• OBJETIVO: Por favor, escreva a continuação do relato sobre a injúria racial sofrida em uma academia, a partir da última frase do trecho fornecido abaixo.

• TRECHO FORNECIDO:

##########

Relato de injúria racial

Andreia Alves, Bióloga, Mestre em Ecologia e Biomonitoramento, 22 de Outubro de 2020, Feira de Santana, Bahia, Brasil

Em junho o feed do instagram estava lotado de telas pretas em apoio ao movimento Black Lives Matter (Vidas Negras Importam) após mais um ato de racismo. Aproveitando que Novembro, o mês da consciência negra no Brasil está batendo na porta, venho compartilhar uma reflexão e fazer um relato da injúria racial que eu sofri em uma academia em Feira de Santana. Era sexta-feira (16/10 mais precisamente) e eu estava indo treinar como de costume, mas dessa vez ofereci carona para meu vizinho um adolescente branco. Ao chegar na academia, havia um senhor na porta que entrou na academia enquanto eu estacionava.

Entramos e fiquei esperando o garoto registrar o pagamento para iniciar o meu treino. Nesse momento, o senhor branco voltou, cumprimentou o garoto e surpreendentemente perguntou “quem é essa moça, sua secretaria?” Na mesma hora o silêncio constrangedor tomou conta do ambiente, pois eu não tive reação porque nem estava acreditando que aquele senhor estava realmente fazendo aquela pergunta e o menino ficou totalmente sem graça e so depois do acontecido veio se desculpar por também não ter tido uma reação. Quando falei com a recepcionista sobre o ocorrido, ela me informou que aquele senhor era o proprietário da academia. Nesse momento, decidi que iria cancelar a minha matrícula.

##########

Registros
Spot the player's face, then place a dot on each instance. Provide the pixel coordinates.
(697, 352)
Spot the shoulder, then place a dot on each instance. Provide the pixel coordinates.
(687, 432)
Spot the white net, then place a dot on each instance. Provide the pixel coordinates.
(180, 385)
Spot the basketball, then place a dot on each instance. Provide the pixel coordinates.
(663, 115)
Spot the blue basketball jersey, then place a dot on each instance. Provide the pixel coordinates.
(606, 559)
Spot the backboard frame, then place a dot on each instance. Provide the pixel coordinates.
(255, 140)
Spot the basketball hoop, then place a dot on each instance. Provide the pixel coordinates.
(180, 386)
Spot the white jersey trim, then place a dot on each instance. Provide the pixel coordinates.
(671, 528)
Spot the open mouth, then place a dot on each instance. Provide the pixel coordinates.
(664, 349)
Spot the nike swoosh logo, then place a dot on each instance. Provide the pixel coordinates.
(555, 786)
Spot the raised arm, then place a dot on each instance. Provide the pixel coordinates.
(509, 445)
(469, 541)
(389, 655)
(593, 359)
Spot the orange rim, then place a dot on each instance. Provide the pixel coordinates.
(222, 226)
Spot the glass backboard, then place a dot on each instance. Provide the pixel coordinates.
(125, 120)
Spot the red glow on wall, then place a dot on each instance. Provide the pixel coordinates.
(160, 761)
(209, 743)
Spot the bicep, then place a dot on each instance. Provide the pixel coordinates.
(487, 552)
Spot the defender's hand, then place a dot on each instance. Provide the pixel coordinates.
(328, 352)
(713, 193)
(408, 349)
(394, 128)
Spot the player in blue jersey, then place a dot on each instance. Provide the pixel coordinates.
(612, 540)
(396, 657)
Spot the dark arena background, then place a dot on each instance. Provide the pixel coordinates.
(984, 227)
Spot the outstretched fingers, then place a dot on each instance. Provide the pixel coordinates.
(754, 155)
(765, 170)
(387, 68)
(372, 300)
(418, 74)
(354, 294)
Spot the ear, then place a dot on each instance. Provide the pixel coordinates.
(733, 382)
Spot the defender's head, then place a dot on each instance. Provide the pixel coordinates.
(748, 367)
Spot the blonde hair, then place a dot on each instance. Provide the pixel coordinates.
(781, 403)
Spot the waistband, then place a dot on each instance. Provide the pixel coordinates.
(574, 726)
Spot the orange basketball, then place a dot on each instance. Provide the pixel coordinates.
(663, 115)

##########

• RESPOSTA À TAREFA:
Na segunda-feira (19/10) fui logo pela manhã na academia solicitar o cancelamento. Quem me atendeu foi a filha desse senhor que é uma das responsáveis pela gestão da academia. E pasmem, ela tentou me convencer que escutei errado. Claro neh amores?! Além de ter passado por essa situação desagradável, agora decidiram que eu tenho algum grau de deficiência auditiva. Ela me disse que tem certeza que ele não falou secretaria e sim segurança porque esse senhor tem mania de fazer essas brincadeiras quando as pessoas chegam acompanhadas na academia e veio com o discurso “meu pai não é racista, ele namora uma mulher negra, temos amigos e funcionários negros”. Quem é negro já escutou esse discurso de racismo velado quantas vezes? Inúmeras! Não houve ao menos um pedido de desculpas, mas sim a pergunta se eu ia tomar uma atitude tão radical seguido do conselho de que eu não deveria levar essas coisas tão a sério.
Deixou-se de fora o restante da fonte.